● Lesetext:
|---|

Jedes Blatt zweimal umdrehen

Ludwig Breiling ohne die Arbeit in Weinberg und Keller: Eigentlich ist das eine Vorstellung, die nicht stimmig ist. Denn dem Keller- und Winzermeister ist seit über 40 Jahren im Weingut Karthäuserhof die Weinbereitung ins Blut übergegangen. Mit seinem 65. Geburtstag hat er die Verantwortung an seinen Nachfolger übergeben.

 Wein als Lebensaufgabe: Ludwig Breiling ist Winzer und Kellermeister mit Hingabe und Leidenschaft für den Wein. TV-Foto: Cordula Fischer

Wein als Lebensaufgabe: Ludwig Breiling ist Winzer und Kellermeister mit Hingabe und Leidenschaft für den Wein. TV-Foto: Cordula Fischer

Ruwer-Eitelsbach/Mertesdorf. "Filigranität", "fruchtige Aromen", "feinfruchtige Säure und die Mineralität des Schiefers" und vor allem: "Der Wein muss noch nach Traube schmecken." Wenn ein Tropfen das in sich vereint, ist das für Ludwig Breiling der perfekte Wein. Und davon hat er eine ganze Menge "gemacht". Als Kellermeister und Verwalter auf dem Karthäuserhof im Nachbarort Eitelsbach und auf seinen eigenen Weinbergslagen, vornehmlich dem Mertesdorfer Herrenberg. "Ein Riesling von uns muss nicht durch immense Fülle bestechen. Der Riesling ist ein vornehmer Wein."

Seine Handschrift ist ebenso unverkennbar wie die Identität des Weinbergs. "Das Terroir ist für mich nicht nur der Boden, dazu gehört auch die Pflanze, wie man mit den Blättern umgeht, und dazu zählt auch die Kellerwirtschaft."

|---|

● Datenauszüge:

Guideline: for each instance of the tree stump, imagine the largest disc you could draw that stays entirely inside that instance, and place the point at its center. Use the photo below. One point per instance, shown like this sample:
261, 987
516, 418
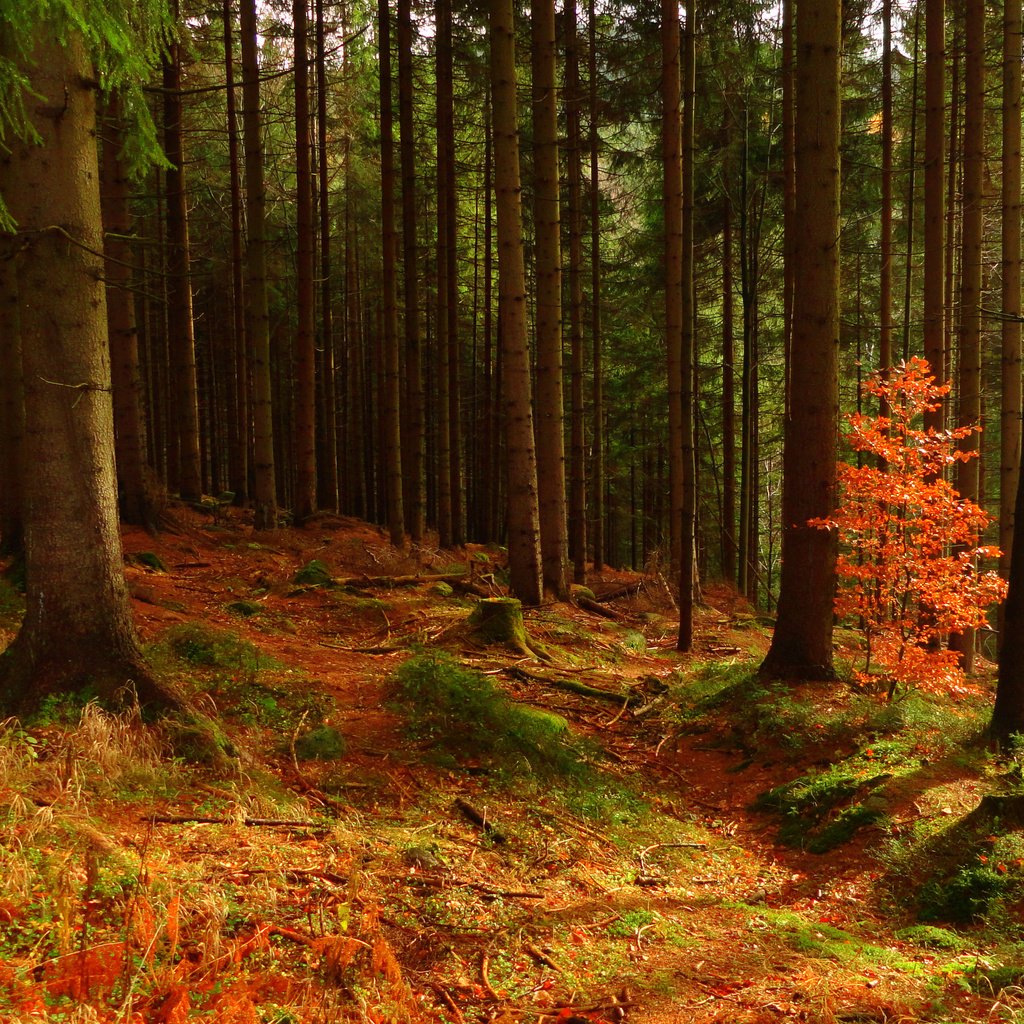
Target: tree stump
499, 621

|---|

● Aufgabe 1: Gib den Abschnitt aus dem Lesetext erneut wieder, beginnend mit „Jedes Blatt zweimal“ und weiter bis einschließlich „seinen Nachfolger übergeben.“. Benenne dabei „Weinbereitung“ in „Weinherstellung“ um.
● Aufgabe 2:
Beantworte anhand des Lesetexts über Ludwig Breiling:
(a) Seit wie vielen Jahren ist Breiling im Weingut Karthäuserhof tätig?
(b) Welche Weinbergslage wird vornehmlich als seine eigene genannt?
(c) Was gehört für Breiling außer dem Boden noch zum Terroir?

● Antwortbereich 1:
Jedes Blatt zweimal umdrehen

Ludwig Breiling ohne die Arbeit in Weinberg und Keller: Eigentlich ist das eine Vorstellung, die nicht stimmig ist. Denn dem Keller- und Winzermeister ist seit über 40 Jahren im Weingut Karthäuserhof die Weinherstellung ins Blut übergegangen. Mit seinem 65. Geburtstag hat er die Verantwortung an seinen Nachfolger übergeben.

● Antwortbereich 2:
(a) Seit über 40 Jahren.
(b) Der Mertesdorfer Herrenberg.
(c) Die Pflanze, der Umgang mit den Blättern und die Kellerwirtschaft.